Collected data:
----------

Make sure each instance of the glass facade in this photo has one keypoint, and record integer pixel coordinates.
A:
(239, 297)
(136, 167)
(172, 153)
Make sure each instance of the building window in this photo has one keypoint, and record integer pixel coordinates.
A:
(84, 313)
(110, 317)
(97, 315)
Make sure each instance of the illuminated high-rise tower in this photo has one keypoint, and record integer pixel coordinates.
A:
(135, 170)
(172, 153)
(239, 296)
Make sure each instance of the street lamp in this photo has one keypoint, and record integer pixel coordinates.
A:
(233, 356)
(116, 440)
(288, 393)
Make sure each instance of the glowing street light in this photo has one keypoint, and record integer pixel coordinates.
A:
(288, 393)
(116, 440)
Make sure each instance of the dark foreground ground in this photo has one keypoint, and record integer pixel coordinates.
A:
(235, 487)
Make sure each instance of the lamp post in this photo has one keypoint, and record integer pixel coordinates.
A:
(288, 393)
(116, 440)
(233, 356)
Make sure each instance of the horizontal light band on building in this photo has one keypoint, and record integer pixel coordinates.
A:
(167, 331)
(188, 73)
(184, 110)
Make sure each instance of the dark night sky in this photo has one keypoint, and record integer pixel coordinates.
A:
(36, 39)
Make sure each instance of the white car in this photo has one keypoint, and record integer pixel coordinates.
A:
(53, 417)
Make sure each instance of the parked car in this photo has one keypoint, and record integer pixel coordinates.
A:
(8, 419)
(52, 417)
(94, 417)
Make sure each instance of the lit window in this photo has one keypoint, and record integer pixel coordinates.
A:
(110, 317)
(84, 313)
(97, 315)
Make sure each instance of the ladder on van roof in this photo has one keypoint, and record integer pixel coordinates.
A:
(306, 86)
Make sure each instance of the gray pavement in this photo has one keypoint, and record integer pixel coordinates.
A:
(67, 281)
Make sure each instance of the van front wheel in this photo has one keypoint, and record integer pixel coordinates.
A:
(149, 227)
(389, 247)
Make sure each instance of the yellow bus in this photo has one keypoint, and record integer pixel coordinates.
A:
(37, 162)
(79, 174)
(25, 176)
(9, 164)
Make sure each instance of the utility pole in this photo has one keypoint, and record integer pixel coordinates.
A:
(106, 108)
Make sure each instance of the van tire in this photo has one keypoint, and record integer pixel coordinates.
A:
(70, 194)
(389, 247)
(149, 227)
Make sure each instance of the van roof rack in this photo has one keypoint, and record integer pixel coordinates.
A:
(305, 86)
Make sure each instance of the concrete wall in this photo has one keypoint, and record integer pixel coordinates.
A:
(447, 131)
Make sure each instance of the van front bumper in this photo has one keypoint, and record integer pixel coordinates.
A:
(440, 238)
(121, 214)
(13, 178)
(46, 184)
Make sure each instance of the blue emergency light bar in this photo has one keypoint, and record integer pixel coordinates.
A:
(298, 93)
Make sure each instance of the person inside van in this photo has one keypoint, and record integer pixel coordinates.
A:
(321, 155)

----------

Now write the data shown above out again, word for word.

_Written solution_.
Make sure each instance of the glass facade in this photo has one keypoint, and record integer pixel coordinates.
A:
(239, 297)
(136, 167)
(172, 153)
Make sure each instance of the building window in this photo has one keypoint, and record integer pixel coordinates.
A:
(84, 313)
(110, 317)
(97, 315)
Make sure each instance of the illuminated high-rise tower in this photo has one keypoint, and record integer pixel coordinates.
A:
(135, 170)
(172, 153)
(239, 296)
Make sure each instance of the street lamp in this photo has one keypoint, and record integer pixel coordinates.
A:
(233, 356)
(116, 440)
(288, 393)
Make sure each instance of the glowing street light in this photo has one keypoint, and record integer pixel coordinates.
A:
(288, 393)
(116, 440)
Make sure each instance of the dark foreground ground in this photo has one keypoint, and record integer pixel coordinates.
A:
(235, 487)
Make sure each instance of the lamp post in this photo has one keypoint, and record integer pixel coordinates.
A:
(288, 393)
(116, 440)
(233, 356)
Make sure each instance of the horizontal light band on building in this photo has one keypoint, and record integer pixel coordinates.
A:
(167, 331)
(188, 73)
(184, 110)
Make sure each instance of the dark night sky in this photo has one keypoint, and record integer pixel coordinates.
A:
(36, 39)
Make sure each instance of the white car in this photo has one keypoint, and record integer pixel coordinates.
A:
(53, 417)
Make sure each instance of the parked car in this photo has one keypoint, and record integer pixel coordinates.
A:
(8, 419)
(52, 417)
(94, 417)
Make sure each instance of the lit window in this photo has one keypoint, and record integer pixel coordinates.
A:
(110, 317)
(84, 313)
(97, 315)
Make sure each instance of the ladder on van roof in this photo has one keypoint, and record integer pixel coordinates.
A:
(306, 86)
Make sure each instance of the gray pavement in this photo has one keypoint, and record integer pixel coordinates.
A:
(67, 281)
Make sure each instance of the van front wheel in this photo has one keypoint, and record integer pixel coordinates.
A:
(149, 227)
(389, 247)
Make sure each instance of the yellow bus in this photo has one keypoint, and record integer pixel coordinates.
A:
(37, 162)
(79, 174)
(25, 176)
(9, 164)
Make sure each instance of the utility pole in this photo has one keypoint, and record integer pixel coordinates.
A:
(106, 108)
Make sure each instance of the van tire in this photo has one keypoint, and record integer pixel coordinates.
A:
(70, 194)
(389, 247)
(149, 227)
Make sure each instance of the van roof rack in this photo has one keypoint, and record integer pixel coordinates.
A:
(305, 86)
Make sure each instance of the concrete wall in this photo has one keypoint, and record integer pixel coordinates.
A:
(447, 131)
Make sure each instance of the van front bumper in this photo has one keypoint, and record integer pixel coordinates.
A:
(440, 238)
(121, 214)
(13, 178)
(46, 184)
Make sure each instance of the blue emergency light bar in this photo has one keypoint, and record integer pixel coordinates.
A:
(298, 93)
Make sure each instance of the person inside van in this photo has one keypoint, and record integer pixel coordinates.
A:
(321, 155)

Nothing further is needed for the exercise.